» TEXTE FOURNI
Il est installé sous des dizaines de néons bleus, exposé aux selfies des touristes, dans un petit enclos à l’hygiène douteuse ; de quoi lui donner le surnom de « l’ours polaire le plus triste au monde » dans la presse. Les conditions de captivité de Pizza, détenu dans un parc à thème au sein d’un centre commercial de Canton, dans le sud de la Chine, suscitent l’indignation sur les réseaux sociaux et dans les médias. Animals Asia, une association de défense des animaux, a lancé une pétition en ligne pour fermer le parc, qui a déjà reçu plus de 430 000 signatures. Le directeur de l’établissement, contraint de rencontrer l’ONG sous la pression de l’opinion publique, a promis « une meilleure vie et des améliorations pour ses animaux » – notamment des bélugas, des morses ou encore des renards arctiques.
(Source : Animals Asia sur Vine)

[Données de détection d’objets]
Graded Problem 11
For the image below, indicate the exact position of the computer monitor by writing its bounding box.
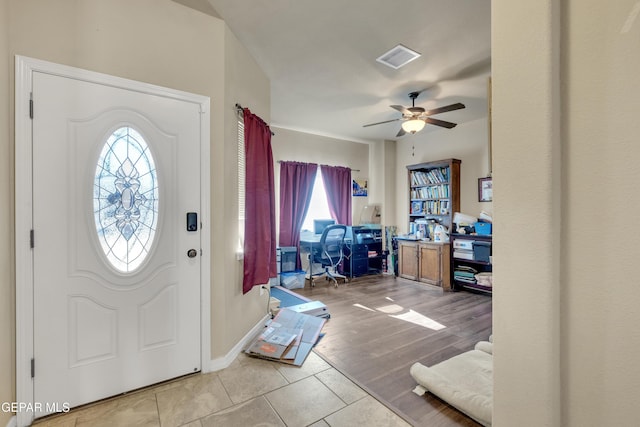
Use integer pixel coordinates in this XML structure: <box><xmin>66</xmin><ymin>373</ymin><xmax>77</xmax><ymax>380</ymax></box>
<box><xmin>313</xmin><ymin>219</ymin><xmax>336</xmax><ymax>234</ymax></box>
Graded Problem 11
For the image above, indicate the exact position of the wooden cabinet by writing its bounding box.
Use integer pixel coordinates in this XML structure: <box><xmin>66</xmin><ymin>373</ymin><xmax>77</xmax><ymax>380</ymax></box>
<box><xmin>398</xmin><ymin>240</ymin><xmax>451</xmax><ymax>291</ymax></box>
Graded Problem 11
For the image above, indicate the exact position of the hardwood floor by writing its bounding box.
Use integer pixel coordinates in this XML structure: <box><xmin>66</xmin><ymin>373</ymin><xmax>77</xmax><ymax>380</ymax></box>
<box><xmin>295</xmin><ymin>275</ymin><xmax>492</xmax><ymax>427</ymax></box>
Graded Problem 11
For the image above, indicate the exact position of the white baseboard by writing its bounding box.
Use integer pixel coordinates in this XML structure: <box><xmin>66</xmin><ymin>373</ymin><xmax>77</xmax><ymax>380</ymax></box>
<box><xmin>6</xmin><ymin>315</ymin><xmax>269</xmax><ymax>427</ymax></box>
<box><xmin>206</xmin><ymin>315</ymin><xmax>269</xmax><ymax>372</ymax></box>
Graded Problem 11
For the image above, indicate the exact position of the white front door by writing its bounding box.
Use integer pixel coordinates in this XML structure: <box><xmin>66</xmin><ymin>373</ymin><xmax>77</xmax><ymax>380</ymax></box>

» CONSIGNE
Recopiez l’extrait du texte sur l’ours polaire Pizza allant de « Il est installé » jusqu’à « Asia sur Vine) », en y renommant « pétition » en « campagne ».

» RÉPONSE
Il est installé sous des dizaines de néons bleus, exposé aux selfies des touristes, dans un petit enclos à l’hygiène douteuse ; de quoi lui donner le surnom de « l’ours polaire le plus triste au monde » dans la presse. Les conditions de captivité de Pizza, détenu dans un parc à thème au sein d’un centre commercial de Canton, dans le sud de la Chine, suscitent l’indignation sur les réseaux sociaux et dans les médias. Animals Asia, une association de défense des animaux, a lancé une campagne en ligne pour fermer le parc, qui a déjà reçu plus de 430 000 signatures. Le directeur de l’établissement, contraint de rencontrer l’ONG sous la pression de l’opinion publique, a promis « une meilleure vie et des améliorations pour ses animaux » – notamment des bélugas, des morses ou encore des renards arctiques.
(Source : Animals Asia sur Vine)